• Requirement: Copy the listing out exactly as shown.

• The data:
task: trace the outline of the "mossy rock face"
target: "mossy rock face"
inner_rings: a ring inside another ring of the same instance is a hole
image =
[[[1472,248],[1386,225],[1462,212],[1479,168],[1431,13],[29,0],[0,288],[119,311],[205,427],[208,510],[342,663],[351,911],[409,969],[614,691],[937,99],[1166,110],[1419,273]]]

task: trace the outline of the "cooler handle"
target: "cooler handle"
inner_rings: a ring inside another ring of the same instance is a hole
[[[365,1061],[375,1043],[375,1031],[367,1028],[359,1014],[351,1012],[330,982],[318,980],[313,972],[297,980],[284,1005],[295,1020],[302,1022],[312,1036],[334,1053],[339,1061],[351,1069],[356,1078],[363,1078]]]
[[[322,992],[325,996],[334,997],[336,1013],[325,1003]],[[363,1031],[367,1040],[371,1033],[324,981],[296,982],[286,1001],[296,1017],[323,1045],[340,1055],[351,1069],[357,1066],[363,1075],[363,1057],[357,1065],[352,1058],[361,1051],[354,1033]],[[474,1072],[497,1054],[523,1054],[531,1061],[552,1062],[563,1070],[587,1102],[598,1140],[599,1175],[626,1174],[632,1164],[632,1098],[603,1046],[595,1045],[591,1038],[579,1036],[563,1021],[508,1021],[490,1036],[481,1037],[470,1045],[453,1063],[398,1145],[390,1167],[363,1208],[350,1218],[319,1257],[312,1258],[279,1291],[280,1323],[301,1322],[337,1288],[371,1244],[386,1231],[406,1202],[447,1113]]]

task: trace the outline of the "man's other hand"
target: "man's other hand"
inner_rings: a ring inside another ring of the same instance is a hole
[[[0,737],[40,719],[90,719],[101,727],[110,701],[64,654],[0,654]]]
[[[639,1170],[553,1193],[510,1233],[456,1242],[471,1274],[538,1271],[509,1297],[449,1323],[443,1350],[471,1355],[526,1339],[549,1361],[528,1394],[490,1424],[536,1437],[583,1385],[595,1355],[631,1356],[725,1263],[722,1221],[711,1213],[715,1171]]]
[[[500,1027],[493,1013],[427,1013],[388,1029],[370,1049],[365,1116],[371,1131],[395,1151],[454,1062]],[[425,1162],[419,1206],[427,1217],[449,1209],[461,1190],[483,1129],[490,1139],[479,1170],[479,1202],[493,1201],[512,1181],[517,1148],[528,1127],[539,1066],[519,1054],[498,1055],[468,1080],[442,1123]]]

• Written reply:
task: trace the outline of the "mossy rock face"
target: "mossy rock face"
inner_rings: a ring inside another ring of the same instance is a hole
image =
[[[1472,248],[1386,225],[1462,212],[1479,168],[1431,13],[29,0],[0,288],[119,311],[205,427],[208,510],[342,663],[351,911],[409,969],[614,691],[937,99],[1166,110],[1419,273]]]

task: trace the outline of the "cooler handle"
target: "cooler handle"
inner_rings: a ring inside another ring of the same instance is a hole
[[[365,1061],[375,1043],[375,1031],[367,1028],[359,1014],[351,1012],[330,982],[318,980],[313,972],[297,980],[284,1005],[295,1020],[302,1022],[312,1036],[334,1053],[339,1061],[351,1069],[356,1078],[363,1078]]]
[[[322,992],[325,996],[334,997],[336,1013],[325,1003]],[[363,1031],[367,1040],[371,1033],[324,981],[296,982],[286,1001],[296,1017],[323,1045],[340,1055],[351,1069],[357,1066],[363,1075],[363,1057],[357,1065],[352,1058],[361,1051],[354,1033]],[[474,1072],[497,1054],[523,1054],[531,1061],[552,1062],[563,1070],[587,1102],[598,1140],[599,1175],[626,1174],[632,1164],[632,1098],[603,1046],[595,1045],[591,1038],[579,1036],[563,1021],[508,1021],[490,1036],[481,1037],[470,1045],[453,1063],[398,1145],[390,1167],[363,1208],[350,1218],[319,1257],[312,1258],[279,1291],[280,1323],[301,1322],[337,1288],[371,1244],[386,1231],[406,1202],[447,1113]]]

task: trace the outline of the "man's other hand"
target: "man's other hand"
inner_rings: a ring inside another ring of the same instance is a hole
[[[0,737],[40,719],[90,719],[101,727],[110,701],[64,654],[0,654]]]
[[[639,1170],[553,1193],[510,1233],[456,1242],[471,1274],[538,1271],[509,1297],[449,1323],[443,1350],[471,1355],[526,1339],[549,1361],[528,1394],[490,1424],[536,1437],[583,1385],[595,1355],[631,1356],[725,1263],[722,1221],[711,1213],[715,1171]]]
[[[500,1027],[493,1013],[427,1013],[388,1029],[370,1049],[365,1116],[371,1131],[395,1151],[454,1062]],[[425,1162],[419,1206],[427,1217],[449,1209],[461,1190],[483,1129],[490,1139],[479,1170],[479,1202],[493,1201],[512,1181],[517,1148],[528,1127],[539,1066],[519,1054],[498,1055],[468,1080],[442,1123]]]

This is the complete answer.